:: Input data ::

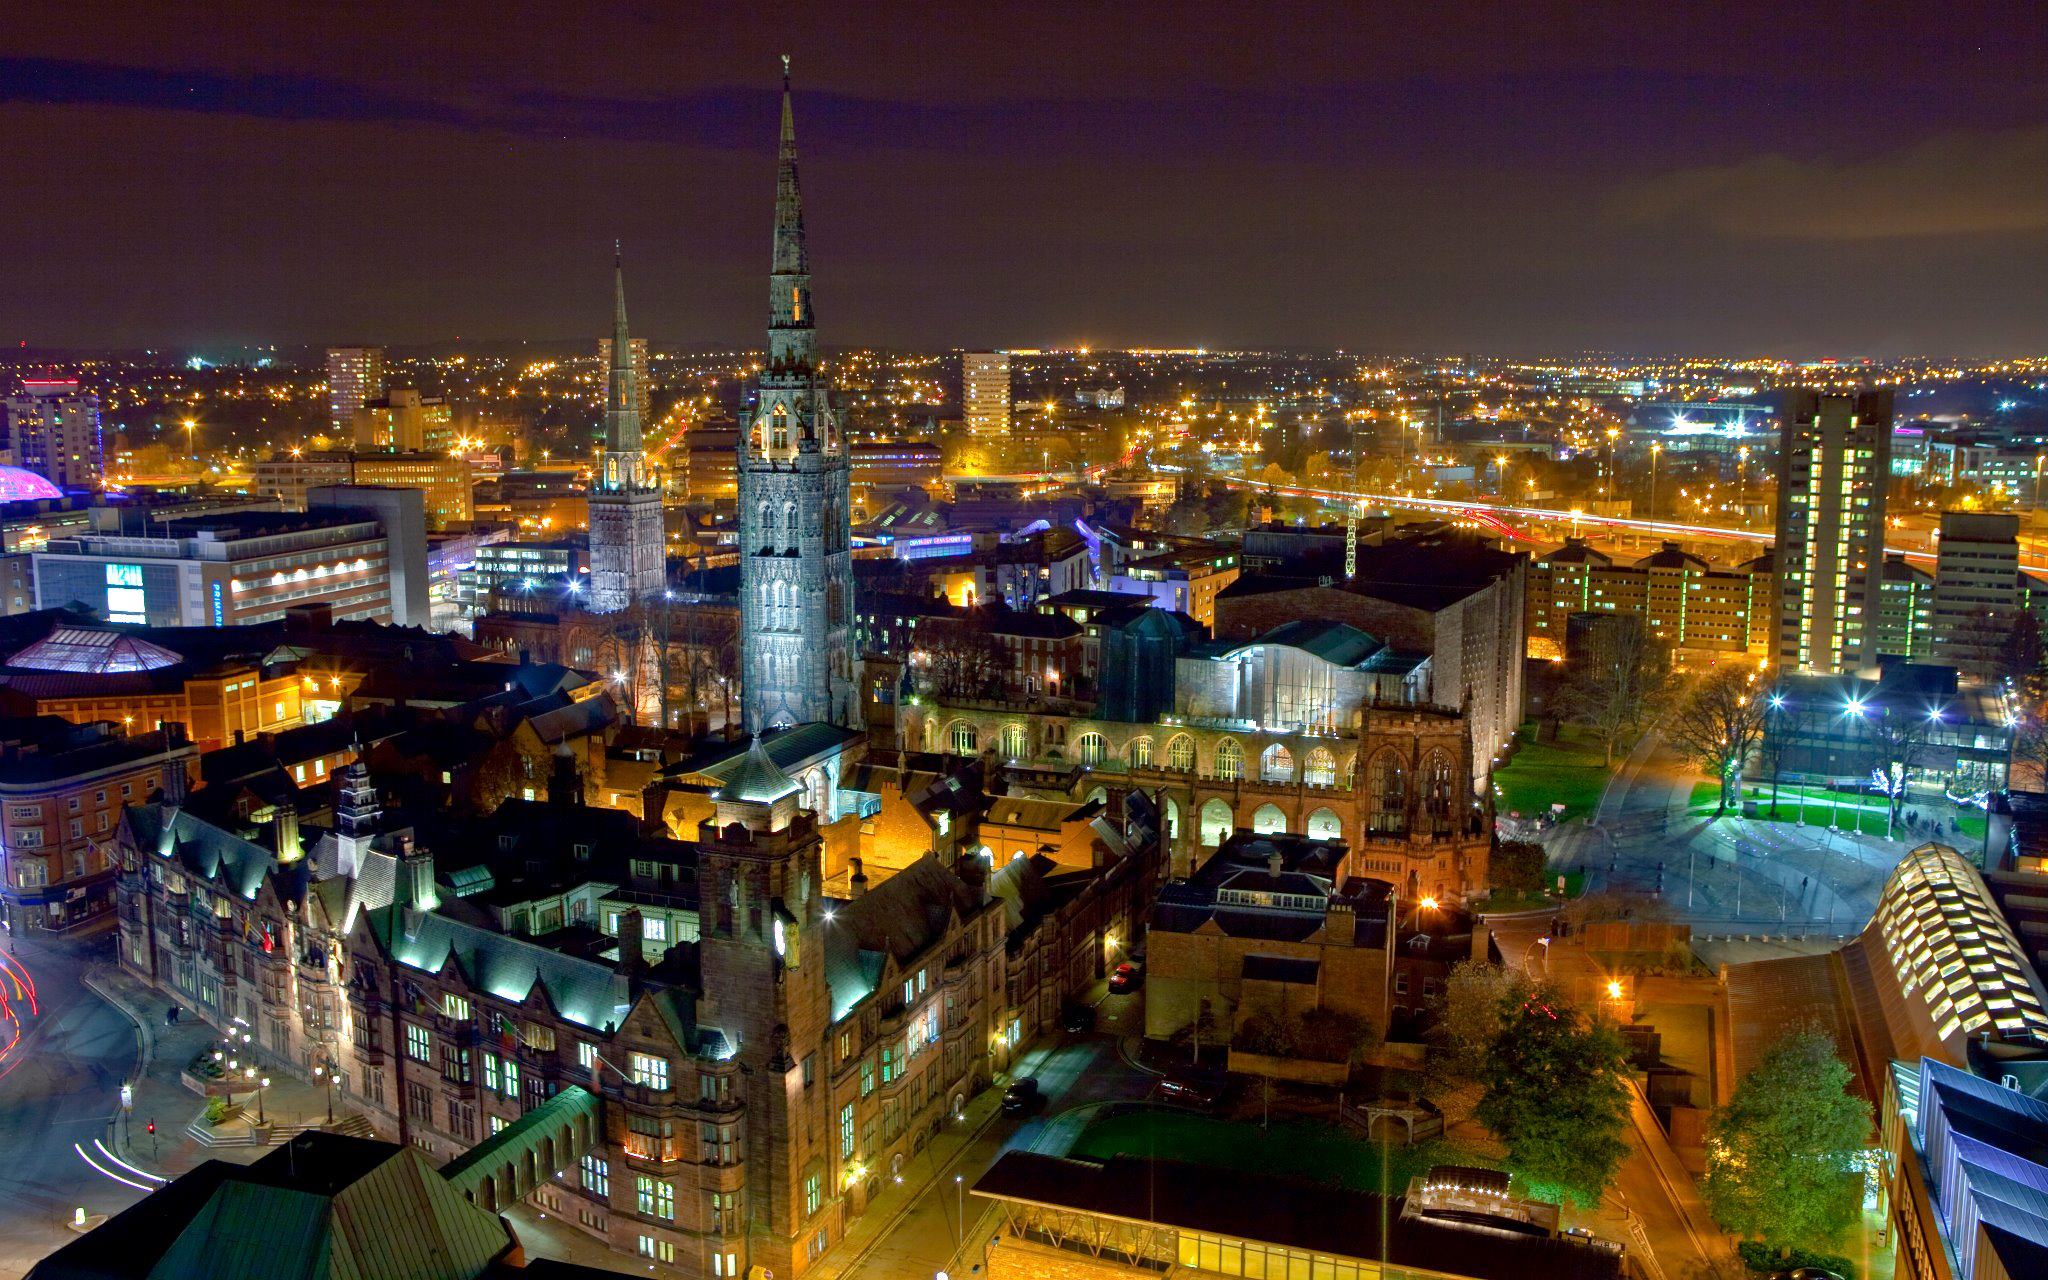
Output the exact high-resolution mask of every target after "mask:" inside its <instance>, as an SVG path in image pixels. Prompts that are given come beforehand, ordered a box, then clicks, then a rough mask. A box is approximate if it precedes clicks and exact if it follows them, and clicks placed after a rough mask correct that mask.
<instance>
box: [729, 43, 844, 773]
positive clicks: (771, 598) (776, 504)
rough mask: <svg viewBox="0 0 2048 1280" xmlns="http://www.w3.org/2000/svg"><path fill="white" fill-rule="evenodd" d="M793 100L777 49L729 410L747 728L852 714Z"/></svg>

:::

Print every entry exactly. Pictures are not part of the copy.

Output the exact high-resolution mask of every target after "mask:" inside its <instance>, as an SVG path in image pixels. Prompts that are given come beforehand, ordered a box, then clicks, then a rough mask. A box is approximate if it precedes clicks and exact if it follows them, and clicks placed after a rough mask correct that mask.
<instance>
box: [729, 43, 844, 773]
positive clicks: (771, 598) (776, 504)
rough mask: <svg viewBox="0 0 2048 1280" xmlns="http://www.w3.org/2000/svg"><path fill="white" fill-rule="evenodd" d="M793 100L777 49L729 410L747 728L852 714Z"/></svg>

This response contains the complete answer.